» SOURCE DOCUMENT
%%

INTRODUCTION: Circulating plasma cells (CPCs) are frequently noted in variable frequencies in the entire spectrum of plasma cells neoplasms. With advent of high sensitivity multi-parametric flow cytometry, it is not only possible to detect CPCs present in very low numbers, but also to categorise them into circulating tumor plasma cells (CTPCs) and circulating normal plasma cells (CNPCs), based on their marker-profile. This study used multi-colour flow cytometry to evaluate the load of both CTPCs & CNPCs at the time of diagnosis and at six months' time-point of therapy, and evaluated associations of both with clinical and laboratory parameters.

METHODS: Twenty one newly diagnosed MM patients were enrolled. Six to nine millilitres of EDTA-anticoagulated peripheral blood sample was used for flow cytometry. A ten colour antibody panel was used for analysis of CPCs, which were categorised further into CTPCs and CNPCs. Approximately 4.8 million events were acquired for the analysis. The percentage &absolute numbers of CTPCs and CNPCs were noted and the proportion of CTPCs out of all CPCs (CTPCs + CNPCs) were also calculated for evaluating their statistical associations.

%%

» AVAILABLE DATA

%%

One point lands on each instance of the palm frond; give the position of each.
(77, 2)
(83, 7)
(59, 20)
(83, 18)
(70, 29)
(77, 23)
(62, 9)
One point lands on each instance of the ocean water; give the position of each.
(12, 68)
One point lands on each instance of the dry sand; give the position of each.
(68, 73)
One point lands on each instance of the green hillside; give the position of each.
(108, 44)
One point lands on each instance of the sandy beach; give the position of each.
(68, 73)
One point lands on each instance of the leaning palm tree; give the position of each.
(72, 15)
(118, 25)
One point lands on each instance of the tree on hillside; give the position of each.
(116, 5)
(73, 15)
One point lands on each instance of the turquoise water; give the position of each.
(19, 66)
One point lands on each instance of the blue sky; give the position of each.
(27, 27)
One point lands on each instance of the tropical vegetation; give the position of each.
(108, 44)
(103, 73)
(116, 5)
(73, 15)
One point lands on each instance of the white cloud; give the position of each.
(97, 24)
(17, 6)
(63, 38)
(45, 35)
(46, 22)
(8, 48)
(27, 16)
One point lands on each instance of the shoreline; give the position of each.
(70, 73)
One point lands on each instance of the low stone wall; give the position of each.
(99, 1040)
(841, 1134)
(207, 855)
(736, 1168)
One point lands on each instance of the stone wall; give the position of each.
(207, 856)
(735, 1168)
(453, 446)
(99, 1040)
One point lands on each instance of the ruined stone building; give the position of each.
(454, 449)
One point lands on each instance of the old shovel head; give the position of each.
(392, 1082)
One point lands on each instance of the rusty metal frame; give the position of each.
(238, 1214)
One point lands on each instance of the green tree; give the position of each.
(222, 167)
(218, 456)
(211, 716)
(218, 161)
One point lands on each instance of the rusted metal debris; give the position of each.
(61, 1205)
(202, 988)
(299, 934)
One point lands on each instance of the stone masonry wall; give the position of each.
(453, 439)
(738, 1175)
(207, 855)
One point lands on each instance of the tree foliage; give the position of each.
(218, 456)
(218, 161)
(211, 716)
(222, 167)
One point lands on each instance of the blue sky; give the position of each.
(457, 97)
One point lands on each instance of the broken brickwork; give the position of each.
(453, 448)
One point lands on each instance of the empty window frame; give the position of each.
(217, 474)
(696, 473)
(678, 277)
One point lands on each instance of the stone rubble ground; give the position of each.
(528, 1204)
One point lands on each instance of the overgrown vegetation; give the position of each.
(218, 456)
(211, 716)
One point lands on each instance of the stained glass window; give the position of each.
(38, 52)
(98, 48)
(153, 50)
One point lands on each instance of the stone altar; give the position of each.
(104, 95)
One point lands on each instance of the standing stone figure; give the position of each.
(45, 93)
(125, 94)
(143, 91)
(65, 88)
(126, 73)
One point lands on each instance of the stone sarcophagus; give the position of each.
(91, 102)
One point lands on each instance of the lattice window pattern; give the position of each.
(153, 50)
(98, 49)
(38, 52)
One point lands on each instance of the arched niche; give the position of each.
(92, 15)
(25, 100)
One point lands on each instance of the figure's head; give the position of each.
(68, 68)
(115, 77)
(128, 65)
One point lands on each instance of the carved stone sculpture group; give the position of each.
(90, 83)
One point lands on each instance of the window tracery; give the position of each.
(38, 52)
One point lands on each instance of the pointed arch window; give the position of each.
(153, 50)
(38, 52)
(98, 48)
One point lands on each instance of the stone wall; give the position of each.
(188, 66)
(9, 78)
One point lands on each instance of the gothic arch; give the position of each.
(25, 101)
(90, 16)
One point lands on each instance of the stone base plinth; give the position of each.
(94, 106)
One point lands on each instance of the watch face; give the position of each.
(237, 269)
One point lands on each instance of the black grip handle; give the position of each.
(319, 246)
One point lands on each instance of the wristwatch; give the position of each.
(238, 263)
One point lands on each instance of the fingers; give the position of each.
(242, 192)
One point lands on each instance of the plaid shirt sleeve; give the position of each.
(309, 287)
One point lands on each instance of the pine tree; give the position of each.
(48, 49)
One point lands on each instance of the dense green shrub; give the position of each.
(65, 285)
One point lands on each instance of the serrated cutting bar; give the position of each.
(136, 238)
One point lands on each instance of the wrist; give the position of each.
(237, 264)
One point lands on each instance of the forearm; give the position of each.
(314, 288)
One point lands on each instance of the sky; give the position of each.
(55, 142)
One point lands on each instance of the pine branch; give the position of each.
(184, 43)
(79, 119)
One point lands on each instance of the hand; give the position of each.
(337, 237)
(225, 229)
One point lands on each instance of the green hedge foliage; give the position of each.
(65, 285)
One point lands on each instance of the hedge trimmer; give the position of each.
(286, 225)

%%

» APPLY WHAT YOU READ
a: Please reproduce the plasma cell study summary word for word, everything from "INTRODUCTION: Circulating plasma" down to "and laboratory parameters.".
b: Answer these questions from the plasma cell study summary:
(i) Apart from diagnosis, at what time-point of therapy were CTPC and CNPC loads evaluated?
(ii) How many newly diagnosed MM patients were enrolled?
(iii) How many colors did the antibody panel have?
You won't need the rows for any of this.

» TASK-BY-TASK OUTPUTS
a:
INTRODUCTION: Circulating plasma cells (CPCs) are frequently noted in variable frequencies in the entire spectrum of plasma cells neoplasms. With advent of high sensitivity multi-parametric flow cytometry, it is not only possible to detect CPCs present in very low numbers, but also to categorise them into circulating tumor plasma cells (CTPCs) and circulating normal plasma cells (CNPCs), based on their marker-profile. This study used multi-colour flow cytometry to evaluate the load of both CTPCs & CNPCs at the time of diagnosis and at six months' time-point of therapy, and evaluated associations of both with clinical and laboratory parameters.

b:
(i) Six months
(ii) Twenty one
(iii) Ten